▶ [Selected excerpt]:
By Bree Brouwer (Contributing Writer, Women 2.0)

Most venture capitalists want a few specific outcomes when they invest in a small business or startup. They’d like the business to succeed, and they’d of course love to report back to their firm’s investors that they’re seeing positive financial returns.

But Crystal Tech Fund goes far beyond either of those goals.

The $50 million Crystal Tech Fund is one part of the Disruption Corporation, founded by Paul Singh, and focuses on providing investments to businesses sorely overlooked in the VC world: those in-between their seed and secondary funding stages. In a Washington Post story, Singh revealed that initial investments in 30 or 40 companies will start at $250,000.

“In my previous investing, I was at the stage where I was still asking the question, ‘Will this work?’” Singh said. “I’m now investing in the stage where I’m saying, ‘How big could this be?’”

Singh said most of the companies Crystal Tech helps out are ones that have some prototype or revenue, have received at least $1 million in funding already, and are trying to figure out what kind of business they’re going to be.

▶ [Task instructions]:
(a) Summarize the Crystal Tech Fund article in two sentences.
(b) Reproduce verbatim the passage of the Crystal Tech Fund article between "By Bree Brouwer" and "start at $250,000.", inclusive.

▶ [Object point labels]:
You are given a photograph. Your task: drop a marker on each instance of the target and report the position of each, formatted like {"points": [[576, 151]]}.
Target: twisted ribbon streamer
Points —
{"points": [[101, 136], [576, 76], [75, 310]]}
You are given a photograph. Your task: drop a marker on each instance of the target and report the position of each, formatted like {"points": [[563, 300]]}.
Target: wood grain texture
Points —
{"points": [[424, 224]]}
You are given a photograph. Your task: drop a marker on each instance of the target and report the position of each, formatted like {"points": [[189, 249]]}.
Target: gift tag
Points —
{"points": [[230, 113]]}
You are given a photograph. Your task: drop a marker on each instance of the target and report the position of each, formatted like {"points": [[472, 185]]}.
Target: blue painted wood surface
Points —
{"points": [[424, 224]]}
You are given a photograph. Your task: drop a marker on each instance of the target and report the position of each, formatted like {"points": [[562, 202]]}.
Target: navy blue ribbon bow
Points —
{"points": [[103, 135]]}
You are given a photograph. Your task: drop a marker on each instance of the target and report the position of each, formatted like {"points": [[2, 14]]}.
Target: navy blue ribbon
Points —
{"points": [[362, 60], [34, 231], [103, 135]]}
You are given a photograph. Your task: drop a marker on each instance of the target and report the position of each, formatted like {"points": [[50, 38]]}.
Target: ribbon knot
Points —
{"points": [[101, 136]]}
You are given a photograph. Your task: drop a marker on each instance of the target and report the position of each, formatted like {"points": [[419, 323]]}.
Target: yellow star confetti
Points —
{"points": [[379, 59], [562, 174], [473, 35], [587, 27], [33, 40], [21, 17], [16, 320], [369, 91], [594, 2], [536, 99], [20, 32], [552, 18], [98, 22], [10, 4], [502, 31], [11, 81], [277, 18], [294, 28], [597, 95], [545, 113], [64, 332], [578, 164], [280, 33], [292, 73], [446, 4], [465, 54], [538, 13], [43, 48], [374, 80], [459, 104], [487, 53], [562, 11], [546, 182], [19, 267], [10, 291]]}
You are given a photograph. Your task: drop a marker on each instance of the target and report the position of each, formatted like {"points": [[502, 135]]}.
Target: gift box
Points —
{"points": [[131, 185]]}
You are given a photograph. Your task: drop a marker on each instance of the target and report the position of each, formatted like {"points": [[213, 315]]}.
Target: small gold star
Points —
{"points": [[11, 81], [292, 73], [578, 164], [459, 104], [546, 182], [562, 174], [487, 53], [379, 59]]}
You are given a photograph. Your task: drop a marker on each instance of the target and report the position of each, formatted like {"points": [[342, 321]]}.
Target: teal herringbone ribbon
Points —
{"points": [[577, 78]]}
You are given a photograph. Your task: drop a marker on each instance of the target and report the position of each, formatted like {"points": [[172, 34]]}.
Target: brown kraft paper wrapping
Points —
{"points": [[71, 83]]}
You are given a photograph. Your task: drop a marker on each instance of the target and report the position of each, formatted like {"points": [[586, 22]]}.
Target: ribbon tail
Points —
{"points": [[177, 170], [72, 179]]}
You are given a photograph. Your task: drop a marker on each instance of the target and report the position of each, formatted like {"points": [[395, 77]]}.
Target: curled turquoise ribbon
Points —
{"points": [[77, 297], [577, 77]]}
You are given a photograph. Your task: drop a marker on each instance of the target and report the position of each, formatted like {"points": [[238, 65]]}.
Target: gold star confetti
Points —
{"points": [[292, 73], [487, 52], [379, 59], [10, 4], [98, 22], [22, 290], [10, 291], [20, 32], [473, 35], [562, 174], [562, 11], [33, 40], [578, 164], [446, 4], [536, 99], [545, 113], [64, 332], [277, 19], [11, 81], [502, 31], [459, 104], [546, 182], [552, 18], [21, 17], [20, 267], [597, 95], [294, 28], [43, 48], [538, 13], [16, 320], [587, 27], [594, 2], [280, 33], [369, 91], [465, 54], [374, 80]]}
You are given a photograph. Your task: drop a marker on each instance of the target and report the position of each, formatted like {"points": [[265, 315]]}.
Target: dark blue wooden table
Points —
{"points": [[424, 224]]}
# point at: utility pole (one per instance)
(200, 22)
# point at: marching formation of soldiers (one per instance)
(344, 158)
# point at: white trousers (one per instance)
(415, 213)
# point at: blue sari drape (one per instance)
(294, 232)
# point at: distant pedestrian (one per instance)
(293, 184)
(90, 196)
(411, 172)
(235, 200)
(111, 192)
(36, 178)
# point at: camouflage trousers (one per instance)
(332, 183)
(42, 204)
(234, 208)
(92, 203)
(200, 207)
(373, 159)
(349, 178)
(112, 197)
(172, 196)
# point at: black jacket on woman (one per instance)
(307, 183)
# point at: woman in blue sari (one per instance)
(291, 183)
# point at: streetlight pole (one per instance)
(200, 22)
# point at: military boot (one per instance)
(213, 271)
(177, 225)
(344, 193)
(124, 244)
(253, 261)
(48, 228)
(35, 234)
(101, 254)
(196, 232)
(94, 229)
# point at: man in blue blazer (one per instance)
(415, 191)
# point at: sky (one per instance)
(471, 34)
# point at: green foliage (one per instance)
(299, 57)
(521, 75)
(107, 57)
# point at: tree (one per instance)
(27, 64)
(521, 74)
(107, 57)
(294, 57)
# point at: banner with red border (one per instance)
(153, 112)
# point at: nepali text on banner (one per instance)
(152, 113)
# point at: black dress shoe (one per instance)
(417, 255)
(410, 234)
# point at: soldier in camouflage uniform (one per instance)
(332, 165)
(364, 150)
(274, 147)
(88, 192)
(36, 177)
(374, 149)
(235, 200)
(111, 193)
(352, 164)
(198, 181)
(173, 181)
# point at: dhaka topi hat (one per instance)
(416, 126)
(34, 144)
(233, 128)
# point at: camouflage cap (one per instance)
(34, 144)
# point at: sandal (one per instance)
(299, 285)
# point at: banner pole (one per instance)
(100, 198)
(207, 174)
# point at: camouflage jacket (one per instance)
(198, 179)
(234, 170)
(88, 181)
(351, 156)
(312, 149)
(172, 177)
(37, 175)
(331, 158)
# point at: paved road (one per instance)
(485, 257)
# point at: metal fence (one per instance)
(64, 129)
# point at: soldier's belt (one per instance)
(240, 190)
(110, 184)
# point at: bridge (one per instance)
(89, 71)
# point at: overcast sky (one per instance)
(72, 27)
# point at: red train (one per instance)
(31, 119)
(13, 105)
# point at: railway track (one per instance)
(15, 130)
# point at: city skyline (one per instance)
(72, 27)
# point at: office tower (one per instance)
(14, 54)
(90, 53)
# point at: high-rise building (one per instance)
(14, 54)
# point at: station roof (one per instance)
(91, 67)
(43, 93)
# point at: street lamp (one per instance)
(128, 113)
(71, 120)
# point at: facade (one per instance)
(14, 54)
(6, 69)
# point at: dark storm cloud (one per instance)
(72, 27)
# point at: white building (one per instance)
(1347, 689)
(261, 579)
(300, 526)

--

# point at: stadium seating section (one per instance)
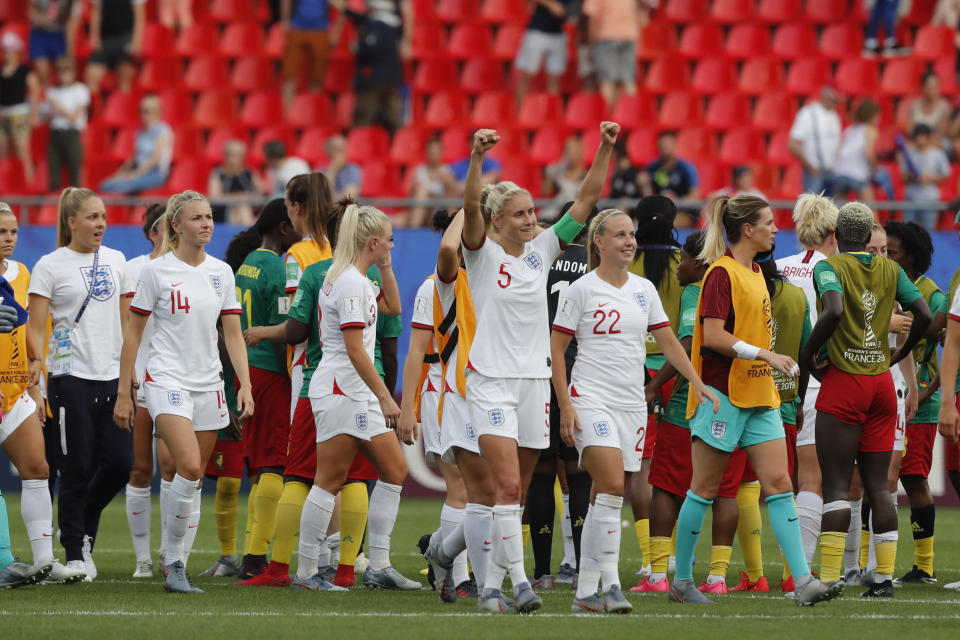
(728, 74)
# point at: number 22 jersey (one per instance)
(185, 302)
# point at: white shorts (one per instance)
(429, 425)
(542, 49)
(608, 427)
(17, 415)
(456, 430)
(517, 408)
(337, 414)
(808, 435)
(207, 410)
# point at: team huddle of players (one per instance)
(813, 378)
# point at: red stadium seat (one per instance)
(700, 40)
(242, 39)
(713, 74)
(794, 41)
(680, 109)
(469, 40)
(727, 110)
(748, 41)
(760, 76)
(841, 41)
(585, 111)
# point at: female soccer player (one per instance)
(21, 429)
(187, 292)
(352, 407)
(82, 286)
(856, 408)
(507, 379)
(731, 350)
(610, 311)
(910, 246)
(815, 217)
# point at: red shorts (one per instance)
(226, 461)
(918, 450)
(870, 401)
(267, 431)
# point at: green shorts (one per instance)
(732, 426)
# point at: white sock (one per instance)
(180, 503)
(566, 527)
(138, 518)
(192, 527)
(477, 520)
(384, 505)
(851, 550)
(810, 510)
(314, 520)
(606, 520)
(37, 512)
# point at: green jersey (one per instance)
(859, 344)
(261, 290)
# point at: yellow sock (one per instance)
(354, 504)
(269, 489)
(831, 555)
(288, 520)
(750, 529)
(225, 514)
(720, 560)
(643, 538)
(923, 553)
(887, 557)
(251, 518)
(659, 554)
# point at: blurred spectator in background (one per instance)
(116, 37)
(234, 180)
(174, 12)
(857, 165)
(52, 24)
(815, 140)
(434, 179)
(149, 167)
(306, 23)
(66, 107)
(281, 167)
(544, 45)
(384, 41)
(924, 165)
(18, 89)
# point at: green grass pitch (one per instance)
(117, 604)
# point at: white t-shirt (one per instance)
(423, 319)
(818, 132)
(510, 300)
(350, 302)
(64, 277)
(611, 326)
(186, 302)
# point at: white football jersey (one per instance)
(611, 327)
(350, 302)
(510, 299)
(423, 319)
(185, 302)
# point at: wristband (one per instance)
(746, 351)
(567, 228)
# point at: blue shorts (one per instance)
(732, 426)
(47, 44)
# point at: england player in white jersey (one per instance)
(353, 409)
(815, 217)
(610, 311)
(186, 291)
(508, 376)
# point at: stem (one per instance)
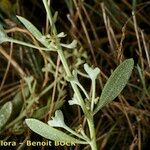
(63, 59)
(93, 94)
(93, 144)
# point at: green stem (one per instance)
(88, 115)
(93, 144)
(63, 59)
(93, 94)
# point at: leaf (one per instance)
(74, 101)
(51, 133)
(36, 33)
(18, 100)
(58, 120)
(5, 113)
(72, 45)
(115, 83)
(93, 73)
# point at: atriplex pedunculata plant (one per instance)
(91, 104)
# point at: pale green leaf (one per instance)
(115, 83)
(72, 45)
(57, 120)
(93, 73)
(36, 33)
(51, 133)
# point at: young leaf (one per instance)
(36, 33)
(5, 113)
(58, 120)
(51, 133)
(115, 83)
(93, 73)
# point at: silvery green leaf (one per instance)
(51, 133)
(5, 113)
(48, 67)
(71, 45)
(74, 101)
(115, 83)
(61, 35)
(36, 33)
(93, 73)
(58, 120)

▶ [Per-task answers]:
(a) The $50 million Crystal Tech Fund, part of the Disruption Corporation founded by Paul Singh, invests in businesses between their seed and secondary funding stages, with initial investments in 30 or 40 companies starting at $250,000. Singh said the companies it helps usually have a prototype or revenue and at least $1 million in funding already, and that he now asks how big a company could be rather than whether it will work.

(b)
By Bree Brouwer (Contributing Writer, Women 2.0)

Most venture capitalists want a few specific outcomes when they invest in a small business or startup. They’d like the business to succeed, and they’d of course love to report back to their firm’s investors that they’re seeing positive financial returns.

But Crystal Tech Fund goes far beyond either of those goals.

The $50 million Crystal Tech Fund is one part of the Disruption Corporation, founded by Paul Singh, and focuses on providing investments to businesses sorely overlooked in the VC world: those in-between their seed and secondary funding stages. In a Washington Post story, Singh revealed that initial investments in 30 or 40 companies will start at $250,000.